TASK INPUTS:
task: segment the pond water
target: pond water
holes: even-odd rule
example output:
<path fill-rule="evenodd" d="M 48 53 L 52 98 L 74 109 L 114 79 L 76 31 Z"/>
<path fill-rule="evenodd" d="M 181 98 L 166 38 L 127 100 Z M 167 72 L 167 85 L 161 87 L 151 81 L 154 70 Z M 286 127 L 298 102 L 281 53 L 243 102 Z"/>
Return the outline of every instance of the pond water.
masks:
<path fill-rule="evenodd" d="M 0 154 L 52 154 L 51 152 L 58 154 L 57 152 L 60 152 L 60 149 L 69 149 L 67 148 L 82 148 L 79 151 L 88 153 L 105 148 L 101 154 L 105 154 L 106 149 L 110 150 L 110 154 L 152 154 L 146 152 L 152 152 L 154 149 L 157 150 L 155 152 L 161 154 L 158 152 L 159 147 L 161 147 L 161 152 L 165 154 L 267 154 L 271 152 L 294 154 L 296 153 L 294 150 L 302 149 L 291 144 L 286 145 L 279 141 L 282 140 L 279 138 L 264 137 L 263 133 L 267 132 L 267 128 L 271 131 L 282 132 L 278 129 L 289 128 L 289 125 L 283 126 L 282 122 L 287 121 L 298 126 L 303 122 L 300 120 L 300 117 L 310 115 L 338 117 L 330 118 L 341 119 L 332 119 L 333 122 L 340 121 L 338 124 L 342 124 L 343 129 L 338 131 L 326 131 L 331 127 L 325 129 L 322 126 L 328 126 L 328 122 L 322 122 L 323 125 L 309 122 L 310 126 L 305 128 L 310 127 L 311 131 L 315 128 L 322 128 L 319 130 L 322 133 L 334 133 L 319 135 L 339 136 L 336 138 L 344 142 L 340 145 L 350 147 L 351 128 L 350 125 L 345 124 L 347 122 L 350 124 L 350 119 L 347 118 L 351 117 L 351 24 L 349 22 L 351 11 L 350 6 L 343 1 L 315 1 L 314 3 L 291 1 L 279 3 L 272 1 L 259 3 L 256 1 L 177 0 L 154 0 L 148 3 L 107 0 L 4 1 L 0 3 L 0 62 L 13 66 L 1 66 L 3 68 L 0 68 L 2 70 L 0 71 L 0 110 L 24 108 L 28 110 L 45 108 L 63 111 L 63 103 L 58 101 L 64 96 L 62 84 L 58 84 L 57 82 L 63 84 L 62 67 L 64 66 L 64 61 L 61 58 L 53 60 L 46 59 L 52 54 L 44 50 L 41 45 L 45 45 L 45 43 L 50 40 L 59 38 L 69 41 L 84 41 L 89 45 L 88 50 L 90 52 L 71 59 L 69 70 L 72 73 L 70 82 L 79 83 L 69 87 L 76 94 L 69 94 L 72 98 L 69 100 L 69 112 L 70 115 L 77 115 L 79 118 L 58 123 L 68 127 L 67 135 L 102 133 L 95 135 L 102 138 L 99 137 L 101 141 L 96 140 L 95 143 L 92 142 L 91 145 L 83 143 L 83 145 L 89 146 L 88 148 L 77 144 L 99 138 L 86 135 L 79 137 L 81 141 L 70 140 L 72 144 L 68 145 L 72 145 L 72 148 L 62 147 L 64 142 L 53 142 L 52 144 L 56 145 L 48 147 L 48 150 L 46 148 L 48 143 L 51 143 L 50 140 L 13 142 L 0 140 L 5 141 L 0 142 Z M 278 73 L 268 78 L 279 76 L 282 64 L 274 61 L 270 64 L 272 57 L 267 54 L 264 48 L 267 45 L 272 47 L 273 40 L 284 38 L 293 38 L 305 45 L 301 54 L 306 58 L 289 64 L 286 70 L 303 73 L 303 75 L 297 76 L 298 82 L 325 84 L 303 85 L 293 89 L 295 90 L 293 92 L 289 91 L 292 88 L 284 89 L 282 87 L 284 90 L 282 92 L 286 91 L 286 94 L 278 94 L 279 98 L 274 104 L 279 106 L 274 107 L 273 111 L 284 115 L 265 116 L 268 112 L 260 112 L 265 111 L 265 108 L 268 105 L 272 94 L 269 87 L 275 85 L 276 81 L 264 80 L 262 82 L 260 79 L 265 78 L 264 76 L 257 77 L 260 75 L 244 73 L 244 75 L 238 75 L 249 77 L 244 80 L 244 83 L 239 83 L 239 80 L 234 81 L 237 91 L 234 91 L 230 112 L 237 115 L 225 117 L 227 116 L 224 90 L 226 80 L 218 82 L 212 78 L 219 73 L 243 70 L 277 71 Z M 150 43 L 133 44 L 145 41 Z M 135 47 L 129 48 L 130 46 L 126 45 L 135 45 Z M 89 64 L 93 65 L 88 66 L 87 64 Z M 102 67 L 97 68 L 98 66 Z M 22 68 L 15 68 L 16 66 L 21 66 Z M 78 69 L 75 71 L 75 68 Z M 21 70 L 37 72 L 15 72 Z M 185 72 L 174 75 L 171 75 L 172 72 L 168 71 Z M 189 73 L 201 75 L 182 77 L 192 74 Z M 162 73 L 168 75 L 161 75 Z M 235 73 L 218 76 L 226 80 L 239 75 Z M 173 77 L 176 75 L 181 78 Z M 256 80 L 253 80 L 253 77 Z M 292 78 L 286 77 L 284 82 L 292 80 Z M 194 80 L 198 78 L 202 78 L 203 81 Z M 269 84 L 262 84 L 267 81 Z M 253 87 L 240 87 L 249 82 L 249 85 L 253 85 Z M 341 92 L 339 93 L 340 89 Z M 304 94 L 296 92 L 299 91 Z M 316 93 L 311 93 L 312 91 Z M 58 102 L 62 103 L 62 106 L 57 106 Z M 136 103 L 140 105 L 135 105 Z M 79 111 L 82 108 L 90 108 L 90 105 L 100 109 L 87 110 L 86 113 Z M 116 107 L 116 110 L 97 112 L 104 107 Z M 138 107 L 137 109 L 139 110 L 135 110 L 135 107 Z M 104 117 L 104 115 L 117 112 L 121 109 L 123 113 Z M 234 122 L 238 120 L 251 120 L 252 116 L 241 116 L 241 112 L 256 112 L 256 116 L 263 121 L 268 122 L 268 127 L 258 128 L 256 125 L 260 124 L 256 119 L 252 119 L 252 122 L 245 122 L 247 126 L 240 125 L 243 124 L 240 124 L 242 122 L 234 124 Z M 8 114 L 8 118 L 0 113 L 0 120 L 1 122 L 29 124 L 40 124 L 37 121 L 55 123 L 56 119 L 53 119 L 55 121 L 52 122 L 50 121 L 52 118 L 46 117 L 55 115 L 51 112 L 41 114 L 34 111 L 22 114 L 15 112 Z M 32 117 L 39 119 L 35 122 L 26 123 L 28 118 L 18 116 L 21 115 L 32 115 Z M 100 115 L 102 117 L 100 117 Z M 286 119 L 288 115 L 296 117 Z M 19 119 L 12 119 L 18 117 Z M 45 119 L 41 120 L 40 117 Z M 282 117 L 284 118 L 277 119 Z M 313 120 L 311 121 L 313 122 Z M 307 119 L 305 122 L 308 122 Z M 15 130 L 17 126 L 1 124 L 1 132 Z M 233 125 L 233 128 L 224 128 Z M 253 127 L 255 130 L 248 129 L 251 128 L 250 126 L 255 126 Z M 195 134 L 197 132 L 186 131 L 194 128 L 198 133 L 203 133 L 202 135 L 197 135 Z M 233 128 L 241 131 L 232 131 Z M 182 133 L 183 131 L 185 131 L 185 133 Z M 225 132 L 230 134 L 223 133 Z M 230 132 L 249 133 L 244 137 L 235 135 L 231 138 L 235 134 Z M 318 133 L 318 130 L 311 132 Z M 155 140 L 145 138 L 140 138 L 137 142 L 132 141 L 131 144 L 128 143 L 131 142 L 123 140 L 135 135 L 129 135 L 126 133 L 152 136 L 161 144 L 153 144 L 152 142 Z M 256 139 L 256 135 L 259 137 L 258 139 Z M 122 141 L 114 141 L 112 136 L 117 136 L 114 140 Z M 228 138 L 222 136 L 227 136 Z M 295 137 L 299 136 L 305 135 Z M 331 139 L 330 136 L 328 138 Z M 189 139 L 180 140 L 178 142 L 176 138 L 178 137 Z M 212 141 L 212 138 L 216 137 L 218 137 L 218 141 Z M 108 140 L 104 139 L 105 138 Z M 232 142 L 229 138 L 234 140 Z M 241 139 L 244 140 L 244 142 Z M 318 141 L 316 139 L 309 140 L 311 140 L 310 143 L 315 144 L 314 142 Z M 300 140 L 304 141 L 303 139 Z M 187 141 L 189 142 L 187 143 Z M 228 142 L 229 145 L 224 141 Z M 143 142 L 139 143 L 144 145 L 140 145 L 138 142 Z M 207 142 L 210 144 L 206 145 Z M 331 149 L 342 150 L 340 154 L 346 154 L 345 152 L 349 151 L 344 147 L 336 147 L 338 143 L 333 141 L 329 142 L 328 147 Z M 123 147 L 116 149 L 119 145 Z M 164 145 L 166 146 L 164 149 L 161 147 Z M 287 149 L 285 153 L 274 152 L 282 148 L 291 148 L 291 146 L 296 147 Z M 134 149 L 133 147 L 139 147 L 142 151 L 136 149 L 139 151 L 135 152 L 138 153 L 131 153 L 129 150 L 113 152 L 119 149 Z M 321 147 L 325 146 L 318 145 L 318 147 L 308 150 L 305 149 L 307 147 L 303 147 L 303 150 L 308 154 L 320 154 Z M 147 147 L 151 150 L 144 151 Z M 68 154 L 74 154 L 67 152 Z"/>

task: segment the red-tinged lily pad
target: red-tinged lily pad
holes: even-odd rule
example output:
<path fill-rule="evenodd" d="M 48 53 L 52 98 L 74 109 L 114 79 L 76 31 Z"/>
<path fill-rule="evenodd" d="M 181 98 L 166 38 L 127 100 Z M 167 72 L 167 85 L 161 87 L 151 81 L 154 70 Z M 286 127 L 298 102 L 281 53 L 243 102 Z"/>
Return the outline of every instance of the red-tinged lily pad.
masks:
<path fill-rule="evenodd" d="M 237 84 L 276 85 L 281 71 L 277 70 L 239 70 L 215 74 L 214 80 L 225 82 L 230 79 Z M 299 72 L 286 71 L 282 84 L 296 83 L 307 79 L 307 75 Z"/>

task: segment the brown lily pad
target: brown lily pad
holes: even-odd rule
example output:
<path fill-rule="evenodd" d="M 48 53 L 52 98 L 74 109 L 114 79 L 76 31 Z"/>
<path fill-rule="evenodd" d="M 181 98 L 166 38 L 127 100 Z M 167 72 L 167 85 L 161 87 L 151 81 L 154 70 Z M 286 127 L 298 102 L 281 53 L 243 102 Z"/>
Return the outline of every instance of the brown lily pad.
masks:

WHAT IS EXPECTED: Beginning at the line that holds "task: segment the red-tinged lily pad", reproduce each line of the records above down to and including the last one.

RESPONSE FOR THIS EXERCISE:
task: segment the red-tinged lily pad
target: red-tinged lily pad
holes: even-odd rule
example output:
<path fill-rule="evenodd" d="M 48 53 L 52 98 L 74 109 L 114 79 L 76 31 Z"/>
<path fill-rule="evenodd" d="M 181 98 L 166 38 L 127 100 Z M 167 72 L 167 85 L 161 87 L 151 81 L 154 70 Z M 286 127 L 298 102 L 281 53 L 243 102 Z"/>
Return the outline of every instance of the red-tinged lily pad.
masks:
<path fill-rule="evenodd" d="M 237 84 L 276 85 L 281 71 L 277 70 L 239 70 L 215 74 L 214 80 L 225 82 L 230 79 Z M 299 72 L 286 71 L 282 84 L 296 83 L 307 79 L 307 75 Z"/>

task: segment the brown lily pad
target: brown lily pad
holes: even-odd rule
example output:
<path fill-rule="evenodd" d="M 48 53 L 52 98 L 74 109 L 114 79 L 76 31 Z"/>
<path fill-rule="evenodd" d="M 181 98 L 166 38 L 127 100 Z M 167 72 L 167 85 L 161 87 L 151 81 L 154 70 Z M 286 127 L 298 102 L 281 53 L 243 102 Z"/>
Return the outline of every instance of the brown lily pad.
masks:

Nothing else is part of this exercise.